* Set task *
Revise the data below by replacing "match analytics" with "sports analytics" everywhere it occurs, and leave all other text unchanged.

* Given records *
■ ■ ■ ■

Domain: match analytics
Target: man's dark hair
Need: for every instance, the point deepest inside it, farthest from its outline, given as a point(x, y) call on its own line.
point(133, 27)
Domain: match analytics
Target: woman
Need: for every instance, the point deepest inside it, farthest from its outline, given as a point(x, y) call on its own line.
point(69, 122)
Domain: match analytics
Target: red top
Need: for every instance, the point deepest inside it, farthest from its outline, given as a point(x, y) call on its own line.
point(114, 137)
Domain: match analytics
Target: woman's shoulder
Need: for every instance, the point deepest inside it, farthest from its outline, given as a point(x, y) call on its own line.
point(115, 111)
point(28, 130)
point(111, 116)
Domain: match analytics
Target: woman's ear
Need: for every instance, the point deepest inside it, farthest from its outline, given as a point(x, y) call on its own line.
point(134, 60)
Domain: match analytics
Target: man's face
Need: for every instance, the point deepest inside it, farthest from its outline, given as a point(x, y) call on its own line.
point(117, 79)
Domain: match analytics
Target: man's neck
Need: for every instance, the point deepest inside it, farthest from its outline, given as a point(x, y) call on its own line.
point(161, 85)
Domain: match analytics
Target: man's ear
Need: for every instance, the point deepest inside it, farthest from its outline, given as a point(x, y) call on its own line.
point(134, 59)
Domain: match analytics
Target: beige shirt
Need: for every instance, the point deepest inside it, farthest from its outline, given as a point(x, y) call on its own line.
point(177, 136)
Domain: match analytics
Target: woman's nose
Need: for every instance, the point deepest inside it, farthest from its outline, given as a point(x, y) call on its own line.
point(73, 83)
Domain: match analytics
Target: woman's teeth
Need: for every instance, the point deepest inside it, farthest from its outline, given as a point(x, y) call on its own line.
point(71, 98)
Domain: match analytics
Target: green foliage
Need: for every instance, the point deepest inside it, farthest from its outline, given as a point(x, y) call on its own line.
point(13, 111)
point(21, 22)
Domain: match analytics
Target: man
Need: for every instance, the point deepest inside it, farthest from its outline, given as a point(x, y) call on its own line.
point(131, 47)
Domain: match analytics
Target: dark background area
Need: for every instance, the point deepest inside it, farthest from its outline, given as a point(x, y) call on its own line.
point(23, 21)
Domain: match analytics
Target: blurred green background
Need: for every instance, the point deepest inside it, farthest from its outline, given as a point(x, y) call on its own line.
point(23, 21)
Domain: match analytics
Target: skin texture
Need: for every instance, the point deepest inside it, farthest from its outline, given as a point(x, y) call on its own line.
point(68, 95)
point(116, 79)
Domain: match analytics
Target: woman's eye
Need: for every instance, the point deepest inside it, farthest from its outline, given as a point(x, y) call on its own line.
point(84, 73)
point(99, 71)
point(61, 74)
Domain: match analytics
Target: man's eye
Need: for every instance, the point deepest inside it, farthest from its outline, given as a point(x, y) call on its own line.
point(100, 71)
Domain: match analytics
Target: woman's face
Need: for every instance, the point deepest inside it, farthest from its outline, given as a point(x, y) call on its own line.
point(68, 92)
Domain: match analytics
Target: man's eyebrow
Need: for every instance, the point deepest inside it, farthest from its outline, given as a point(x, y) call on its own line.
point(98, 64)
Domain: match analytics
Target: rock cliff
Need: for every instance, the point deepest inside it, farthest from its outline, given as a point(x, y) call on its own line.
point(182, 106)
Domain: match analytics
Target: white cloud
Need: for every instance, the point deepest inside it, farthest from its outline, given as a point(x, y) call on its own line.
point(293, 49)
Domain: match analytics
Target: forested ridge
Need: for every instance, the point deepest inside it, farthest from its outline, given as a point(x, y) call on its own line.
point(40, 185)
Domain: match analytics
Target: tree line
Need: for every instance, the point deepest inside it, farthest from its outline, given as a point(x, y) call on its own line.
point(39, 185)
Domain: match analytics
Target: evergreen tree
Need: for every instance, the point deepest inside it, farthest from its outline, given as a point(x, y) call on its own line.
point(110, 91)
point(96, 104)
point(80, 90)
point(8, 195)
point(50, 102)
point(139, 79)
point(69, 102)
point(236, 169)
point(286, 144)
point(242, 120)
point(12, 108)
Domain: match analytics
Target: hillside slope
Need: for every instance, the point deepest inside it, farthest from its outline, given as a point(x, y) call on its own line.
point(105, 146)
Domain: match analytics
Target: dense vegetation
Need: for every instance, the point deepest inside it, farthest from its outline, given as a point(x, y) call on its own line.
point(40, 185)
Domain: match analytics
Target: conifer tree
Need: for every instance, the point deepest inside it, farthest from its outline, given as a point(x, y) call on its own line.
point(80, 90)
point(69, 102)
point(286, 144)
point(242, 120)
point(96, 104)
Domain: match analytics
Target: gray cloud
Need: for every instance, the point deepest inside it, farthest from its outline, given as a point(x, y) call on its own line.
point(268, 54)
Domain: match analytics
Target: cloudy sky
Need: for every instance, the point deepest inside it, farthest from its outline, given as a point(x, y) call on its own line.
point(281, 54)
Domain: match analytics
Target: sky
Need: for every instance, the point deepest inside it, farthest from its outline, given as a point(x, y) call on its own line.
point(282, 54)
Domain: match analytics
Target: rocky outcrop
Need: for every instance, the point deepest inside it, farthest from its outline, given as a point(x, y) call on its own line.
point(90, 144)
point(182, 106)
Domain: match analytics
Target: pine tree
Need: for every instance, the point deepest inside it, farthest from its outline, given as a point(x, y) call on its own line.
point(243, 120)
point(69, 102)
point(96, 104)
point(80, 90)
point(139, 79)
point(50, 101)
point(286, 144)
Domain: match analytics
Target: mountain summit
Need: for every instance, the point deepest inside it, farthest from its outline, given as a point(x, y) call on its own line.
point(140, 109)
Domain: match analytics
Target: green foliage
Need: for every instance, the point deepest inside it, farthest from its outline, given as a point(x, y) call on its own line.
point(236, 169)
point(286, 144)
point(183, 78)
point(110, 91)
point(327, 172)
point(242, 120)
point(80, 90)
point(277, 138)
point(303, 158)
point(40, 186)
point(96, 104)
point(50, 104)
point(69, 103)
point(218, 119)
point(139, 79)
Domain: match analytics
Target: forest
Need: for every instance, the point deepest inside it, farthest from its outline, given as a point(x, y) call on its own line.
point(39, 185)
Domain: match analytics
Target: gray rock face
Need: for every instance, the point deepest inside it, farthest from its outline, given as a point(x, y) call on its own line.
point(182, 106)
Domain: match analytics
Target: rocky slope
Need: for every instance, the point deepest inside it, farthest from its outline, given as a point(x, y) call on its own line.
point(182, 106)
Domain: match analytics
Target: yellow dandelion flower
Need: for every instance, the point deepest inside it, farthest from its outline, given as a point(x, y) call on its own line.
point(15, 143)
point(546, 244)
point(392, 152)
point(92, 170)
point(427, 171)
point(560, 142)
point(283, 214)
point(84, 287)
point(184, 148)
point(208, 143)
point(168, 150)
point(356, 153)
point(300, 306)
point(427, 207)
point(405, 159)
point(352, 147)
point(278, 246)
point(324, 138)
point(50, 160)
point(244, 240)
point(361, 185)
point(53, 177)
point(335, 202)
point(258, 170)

■ ■ ■ ■

* Solution *
Domain: sports analytics
Target: man's dark hair
Need: for every instance, the point deepest inside it, farthest from its outline, given as a point(x, y) call on its own line.
point(133, 27)
Domain: sports analytics
Target: woman
Need: for every instance, the point deepest inside it, farthest from its outline, given as a point(x, y) call on its own line.
point(69, 122)
Domain: sports analytics
Target: red top
Need: for every instance, the point deepest inside it, farthest from its outline, given as a point(x, y) call on its own line.
point(114, 137)
Domain: sports analytics
Target: woman's shoulder
Need: for every instance, the point deepest inside it, farthest from its outline, given as a point(x, y) call on its own line.
point(115, 111)
point(28, 130)
point(111, 116)
Domain: sports analytics
Target: woman's ear
Need: for every instance, the point deepest inside it, farthest from its outline, given as a point(x, y) call on its own line.
point(134, 60)
Domain: sports analytics
Target: man's face
Need: for every instance, the point deepest inside it, farthest from its outline, given as a point(x, y) call on its own line.
point(117, 79)
Domain: sports analytics
Target: man's neck
Need: for every instance, the point deepest inside it, farthest from its outline, given as a point(x, y) call on its own line.
point(161, 85)
Domain: sports analytics
Target: man's ear
Need: for every instance, the point deepest inside it, farthest from its outline, given as a point(x, y) call on its own line.
point(134, 59)
Domain: sports analytics
Target: beige shirt
Need: for every instance, the point deepest inside it, farthest from its outline, given as a point(x, y) call on its own line.
point(177, 136)
Domain: sports analytics
Target: woman's nose
Need: for every instance, the point deepest inside it, farthest from its outline, given as a point(x, y) call on its own line.
point(73, 83)
Domain: sports analytics
Target: woman's teeth
Need: for every instance, the point deepest inside it, farthest from its outline, given as a point(x, y) call on its own line.
point(71, 98)
Domain: sports analytics
Target: green foliage
Need: for every instance, the point deepest inside it, farthest from its outline, given as a point(x, y) call on its own line.
point(13, 111)
point(21, 22)
Domain: sports analytics
Target: man
Need: for every instance, the point deepest inside it, farthest from its outline, given as a point(x, y) call on its own line.
point(131, 47)
Domain: sports analytics
Target: dark background area
Need: for every instance, the point deepest inside it, farthest from its outline, given as a point(x, y) call on its own line.
point(23, 21)
Domain: sports analytics
Target: blurred green background
Need: for every instance, the point deepest inside it, farthest from its outline, given as a point(x, y) call on its own line.
point(23, 21)
Domain: sports analytics
Target: skin texture
Need: for every instance, the point deepest inside it, farthest from its outline, given as a point(x, y) call on its own line.
point(68, 95)
point(116, 79)
Domain: sports analytics
Target: woman's eye
Need: for every instance, the point deepest inside it, farthest from its outline, given as a point(x, y) call on its own line.
point(84, 73)
point(99, 71)
point(61, 74)
Domain: sports analytics
Target: man's eye
Need: for every instance, the point deepest inside it, farthest from its outline, given as a point(x, y) call on its own line.
point(100, 71)
Domain: sports analytics
Target: woman's face
Need: for every instance, the point deepest inside it, farthest from its outline, given as a point(x, y) call on its own line.
point(68, 92)
Domain: sports analytics
Target: man's eyebrow
Need: for every instance, the point deepest inside it, farthest from its outline, given as a point(x, y) call on its own line.
point(98, 64)
Domain: sports analytics
Target: rock cliff
Need: for every instance, the point deepest inside it, farthest from its outline, given as a point(x, y) call on its own line.
point(182, 106)
Domain: sports analytics
Target: white cloud
Need: for every instance, the point deepest inside it, farthest from its outline, given as a point(x, y) call on its own line.
point(293, 49)
Domain: sports analytics
Target: forested ridge
Need: for every instance, the point deepest inside it, farthest from its outline, given as a point(x, y) call on its own line.
point(40, 185)
Domain: sports analytics
Target: tree line
Need: for every instance, the point deepest inside it, farthest from its outline, given as a point(x, y) call on its own line.
point(39, 185)
Domain: sports analytics
Target: evergreen tree
Need: for every instance, the point deepest inside it, farthest from its outline, given as a point(x, y) call on its own line.
point(110, 91)
point(96, 104)
point(80, 90)
point(8, 195)
point(50, 102)
point(139, 79)
point(69, 102)
point(236, 169)
point(286, 144)
point(242, 120)
point(12, 108)
Domain: sports analytics
Target: hillside slope
Need: for every instance, the point deepest inside it, farthest from its outline, given as a point(x, y) call on its own line.
point(105, 146)
Domain: sports analytics
Target: dense vegetation
Need: for every instance, the point deepest inside it, farthest from its outline, given as a point(x, y) call on its own line.
point(40, 185)
Domain: sports analytics
Target: conifer tree
Need: for every instance, the point deepest inside it, farthest from its outline, given as a point(x, y) call on its own line.
point(80, 90)
point(69, 102)
point(286, 144)
point(242, 120)
point(96, 104)
Domain: sports analytics
Target: gray cloud
Need: for every instance, the point deepest inside it, farthest from its outline, given as a point(x, y) call on its own line.
point(268, 54)
Domain: sports analytics
Target: cloudy sky
Need: for every instance, the point deepest inside it, farthest from its outline, given as a point(x, y) call on its own line.
point(281, 54)
Domain: sports analytics
Target: sky
Need: for every instance, the point deepest inside it, farthest from its outline, given as a point(x, y) call on its own line.
point(282, 54)
Domain: sports analytics
Target: rocky outcrop
Need: for every instance, the point deepest inside it, farthest from its outline, given as a point(x, y) call on its own line.
point(90, 144)
point(182, 106)
Domain: sports analytics
Target: pine tree
Need: for every instance, the point deepest inside it, farthest from its outline, given as a point(x, y) call on its own line.
point(243, 120)
point(69, 102)
point(96, 104)
point(80, 90)
point(139, 79)
point(50, 101)
point(286, 144)
Domain: sports analytics
Target: mountain summit
Need: for every instance, the point deepest inside it, farthest from its outline, given as a point(x, y) call on its own line.
point(140, 109)
Domain: sports analytics
Target: green foliage
Need: for every instance, the point deepest inside it, farthest from its outline, given as a point(x, y) call on its own line.
point(236, 169)
point(286, 144)
point(183, 78)
point(110, 91)
point(327, 172)
point(242, 120)
point(80, 90)
point(277, 138)
point(303, 158)
point(40, 186)
point(96, 104)
point(50, 104)
point(69, 103)
point(218, 119)
point(139, 79)
Domain: sports analytics
Target: forest
Need: for every instance, the point deepest inside it, farthest from its outline, given as a point(x, y) call on its own line.
point(39, 185)
Domain: sports analytics
Target: gray rock face
Need: for every instance, the point deepest inside it, farthest from its outline, given as a point(x, y) call on its own line.
point(182, 106)
Domain: sports analytics
Target: rocky slope
Need: for every instance, the point deepest inside it, farthest from its outline, given as a point(x, y) call on its own line.
point(182, 106)
Domain: sports analytics
Target: yellow dandelion flower
Need: for every instance, the point deepest inside it, farthest from its outline, given as a point(x, y) call on its own line.
point(15, 143)
point(546, 244)
point(392, 152)
point(92, 170)
point(427, 171)
point(560, 142)
point(283, 214)
point(84, 287)
point(184, 148)
point(208, 143)
point(168, 150)
point(356, 153)
point(300, 306)
point(427, 207)
point(405, 159)
point(352, 147)
point(278, 246)
point(324, 138)
point(50, 160)
point(244, 240)
point(361, 185)
point(53, 177)
point(335, 202)
point(258, 170)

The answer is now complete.